PROBLEM TO WORK ON:
Locate every line in the items below that contains the word "this" and copy each such line. Case counts.
-- start RECORDS FOR PROCESSING --
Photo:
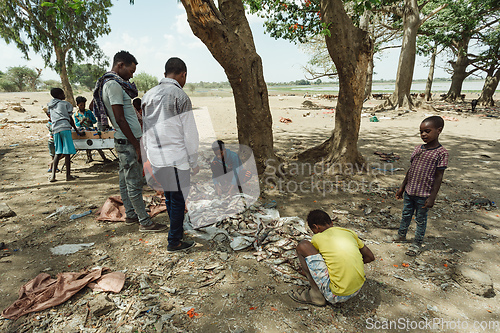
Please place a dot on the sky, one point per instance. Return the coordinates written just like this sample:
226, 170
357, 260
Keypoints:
-- end RECORDS FOR PROCESSING --
TASK RESULT:
Please place a dot on the sky, one point per instance. Return the coordinates written just like this sample:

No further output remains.